§ **EXERCISE PROMPT**: Write out the whole listing, matching it exactly.

§ **SUPPLIED MATERIAL**:

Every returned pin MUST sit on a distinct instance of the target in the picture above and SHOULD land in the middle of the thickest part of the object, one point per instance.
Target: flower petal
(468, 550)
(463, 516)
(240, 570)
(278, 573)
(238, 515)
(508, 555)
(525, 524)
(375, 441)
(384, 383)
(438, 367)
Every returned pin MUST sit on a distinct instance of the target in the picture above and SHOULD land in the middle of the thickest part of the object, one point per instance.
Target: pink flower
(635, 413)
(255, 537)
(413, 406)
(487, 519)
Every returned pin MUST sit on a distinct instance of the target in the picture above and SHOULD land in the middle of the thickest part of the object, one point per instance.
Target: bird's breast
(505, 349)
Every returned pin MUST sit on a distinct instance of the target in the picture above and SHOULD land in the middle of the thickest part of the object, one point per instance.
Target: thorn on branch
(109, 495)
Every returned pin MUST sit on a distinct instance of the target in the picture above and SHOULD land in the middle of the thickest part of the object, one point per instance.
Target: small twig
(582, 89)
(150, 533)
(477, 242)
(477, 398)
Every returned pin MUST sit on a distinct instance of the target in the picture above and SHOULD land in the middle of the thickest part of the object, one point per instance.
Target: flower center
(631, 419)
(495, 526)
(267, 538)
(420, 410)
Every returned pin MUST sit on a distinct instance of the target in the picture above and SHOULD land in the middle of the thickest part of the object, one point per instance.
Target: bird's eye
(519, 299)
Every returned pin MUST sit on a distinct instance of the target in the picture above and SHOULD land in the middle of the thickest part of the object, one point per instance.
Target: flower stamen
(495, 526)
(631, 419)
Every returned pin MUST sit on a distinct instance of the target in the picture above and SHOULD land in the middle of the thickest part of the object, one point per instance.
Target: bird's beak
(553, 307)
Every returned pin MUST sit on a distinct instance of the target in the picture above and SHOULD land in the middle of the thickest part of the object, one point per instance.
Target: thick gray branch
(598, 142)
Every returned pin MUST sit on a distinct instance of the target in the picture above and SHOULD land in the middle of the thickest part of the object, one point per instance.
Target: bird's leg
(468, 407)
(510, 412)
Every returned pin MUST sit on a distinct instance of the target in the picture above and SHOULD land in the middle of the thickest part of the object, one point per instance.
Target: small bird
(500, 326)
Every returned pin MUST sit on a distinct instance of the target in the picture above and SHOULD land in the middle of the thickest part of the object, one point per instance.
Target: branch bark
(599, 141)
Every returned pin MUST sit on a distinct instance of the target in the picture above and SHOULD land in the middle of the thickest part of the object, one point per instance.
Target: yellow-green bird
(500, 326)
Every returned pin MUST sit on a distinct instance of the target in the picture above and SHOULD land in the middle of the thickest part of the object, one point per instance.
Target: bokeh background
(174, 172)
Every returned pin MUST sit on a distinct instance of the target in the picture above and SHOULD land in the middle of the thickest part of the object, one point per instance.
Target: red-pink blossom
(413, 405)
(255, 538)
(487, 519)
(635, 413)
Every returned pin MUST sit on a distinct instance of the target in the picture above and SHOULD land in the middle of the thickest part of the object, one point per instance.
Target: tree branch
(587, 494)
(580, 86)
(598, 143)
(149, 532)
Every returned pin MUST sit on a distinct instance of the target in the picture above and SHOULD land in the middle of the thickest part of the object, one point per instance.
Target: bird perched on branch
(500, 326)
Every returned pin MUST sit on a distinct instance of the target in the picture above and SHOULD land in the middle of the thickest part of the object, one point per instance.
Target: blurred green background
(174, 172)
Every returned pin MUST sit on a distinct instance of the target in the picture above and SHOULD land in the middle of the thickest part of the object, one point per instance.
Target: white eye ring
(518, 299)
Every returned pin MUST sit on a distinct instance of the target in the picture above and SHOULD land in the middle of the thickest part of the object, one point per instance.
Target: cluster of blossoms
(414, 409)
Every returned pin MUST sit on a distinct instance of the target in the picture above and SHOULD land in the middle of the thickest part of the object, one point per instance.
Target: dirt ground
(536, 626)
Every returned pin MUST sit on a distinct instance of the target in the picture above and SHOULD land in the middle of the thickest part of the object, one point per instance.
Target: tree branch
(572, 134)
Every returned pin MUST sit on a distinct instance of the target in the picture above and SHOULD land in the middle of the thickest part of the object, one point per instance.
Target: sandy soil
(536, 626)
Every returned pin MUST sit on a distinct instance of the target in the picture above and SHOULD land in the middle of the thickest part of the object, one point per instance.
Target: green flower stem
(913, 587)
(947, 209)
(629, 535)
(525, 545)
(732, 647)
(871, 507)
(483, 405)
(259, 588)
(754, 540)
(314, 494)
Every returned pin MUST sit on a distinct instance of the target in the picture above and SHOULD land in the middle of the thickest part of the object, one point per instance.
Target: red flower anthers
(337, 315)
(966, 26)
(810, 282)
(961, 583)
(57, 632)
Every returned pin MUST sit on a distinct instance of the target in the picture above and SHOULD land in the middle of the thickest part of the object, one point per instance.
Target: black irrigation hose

§ **SOLUTION FOR THIS TASK**:
Every returned pin MUST sit on a distinct instance of the target in the picture above and SHOULD land in the middle of the thickest part of the object, one point per instance.
Target: flower petal
(468, 550)
(463, 516)
(240, 570)
(278, 573)
(238, 515)
(508, 555)
(525, 524)
(375, 441)
(384, 383)
(438, 367)
Every returned pin MUST sit on a distinct instance of the target in the picture above and SHOULD land in the middle of the thickest part of the object, one point per instance.
Target: pink flower
(635, 413)
(255, 537)
(413, 406)
(487, 519)
Every returned pin MUST sit on a distinct instance of the target in the picture above and SHOULD land in the middle of the thickest part of the object, one point per instance.
Target: bird's breast
(505, 349)
Every returned pin MUST sit on a distinct instance of the target in the picture above and SHOULD land in the middle of the thickest part of the object, one point per instance.
Target: thorn on branch
(109, 495)
Every returned pin MUST sit on a distinct instance of the target in the picture above and SHOULD land in the middle of the thickest part of the object, one point per instance.
Target: small twig
(582, 89)
(150, 533)
(477, 242)
(477, 398)
Every returned pin MUST sit on a distinct instance of the target in the picture above and SHOULD land in the middle of the thickest part of the object, one point per instance.
Target: flower center
(631, 419)
(495, 526)
(267, 538)
(420, 410)
Every returned pin MUST sit on a distinct instance of the target in the picture above and SHOULD land in the middle of the thickest part of the object, one point per instance.
Target: bird's eye
(519, 299)
Every returned pin MUST sit on a distinct instance of the target in the picture above and SHOULD land in the middle of the thickest part of the object, one point per instance.
Target: flower stamen
(495, 526)
(631, 419)
Every returned pin MUST sit on a distinct instance of the target in the picture above and SHOULD land in the middle of the thickest part of the object, one point per instance.
Target: bird's beak
(553, 307)
Every returned pin MUST sit on a distinct instance of the target in the picture above and SHOULD land in the middle of the thickest part of the object, one point per instance.
Target: thick gray branch
(598, 142)
Every returned pin MUST sit on a distinct instance of the target in the picture above and SHOULD land in the middle of the thickest part of the object, one point per instance.
Target: bird's leg
(468, 407)
(510, 412)
Every returned pin MUST sit on a distinct instance of the target in the picture above and SHOULD land in the middle of the thickest part of the object, one point per instance.
Target: small bird
(500, 326)
Every returned pin MUST sit on a distinct instance of the target in the picture above and SHOULD land in the middle of the thickest part of the object, one point per instance.
Target: branch bark
(599, 141)
Every returned pin MUST sit on a distinct instance of the target in the picture above and SHOULD land in the middle of the thickest part of the object, one point per instance.
Target: yellow-green bird
(500, 326)
Every returned pin MUST sit on a distinct instance of the target in the picture above and SHOULD land in the middle of the thickest part of the object, one point per instance.
Target: bokeh background
(174, 172)
Every returned pin MUST sit on a distinct instance of the target in the picture above and SHOULD land in the middle of the thickest part of the object, one point per instance.
Target: red-pink blossom
(413, 405)
(255, 538)
(487, 519)
(635, 413)
Every returned pin MUST sit on a distinct instance of the target in the picture above and SHOULD land in the middle of the thickest part of the object, one point per instance.
Target: tree branch
(587, 494)
(580, 86)
(598, 143)
(149, 532)
Every returned pin MUST sit on a distinct instance of the target in the picture above and SHOULD land in the middle of the thickest part of the object, one point per instance.
Target: bird perched on branch
(500, 326)
Every returned pin MUST sit on a distinct instance of the target in the picture above and SHOULD land in the middle of the thickest part of the object, one point per instance.
Target: blurred green background
(174, 172)
Every returned pin MUST sit on a distinct instance of the target in the picture above and SHOULD land in the middle of the thickest part of the object, one point per instance.
Target: white eye ring
(518, 299)
Every returned pin MUST sit on a distinct instance of the target in the picture above and SHOULD land in the middle of the thickest part of the object, one point per instance.
Target: cluster of blossoms
(414, 409)
Every returned pin MUST sit on a distinct instance of the target in the picture above and SHOULD land in the middle of the thickest part of the object, one point per instance.
Target: dirt ground
(536, 626)
Every returned pin MUST sit on a distinct instance of the target in the picture above and SHOULD land in the middle of the thickest part of the object, one point per instance.
Target: tree branch
(572, 134)
Every returned pin MUST sit on a distinct instance of the target in the picture above and SHOULD land in the middle of the thickest part of the object, one point per instance.
Target: sandy soil
(536, 626)
Every returned pin MUST sit on a distinct instance of the target in the picture above and SHOULD land in the middle of the thickest part of the object, one point per instance.
Target: green flower stem
(913, 587)
(947, 209)
(629, 535)
(525, 545)
(732, 647)
(871, 507)
(483, 405)
(259, 588)
(754, 540)
(314, 494)
Every returned pin MUST sit on a distinct instance of the target in the picture above and SHOULD land in the middle of the thickest part of the object, one point per instance.
Target: red flower anthers
(337, 315)
(966, 26)
(810, 282)
(961, 583)
(57, 632)
Every returned pin MUST sit on a distinct instance of the target in the picture above and SHOULD land in the middle of the thickest part of the object, one point per instance.
Target: black irrigation hose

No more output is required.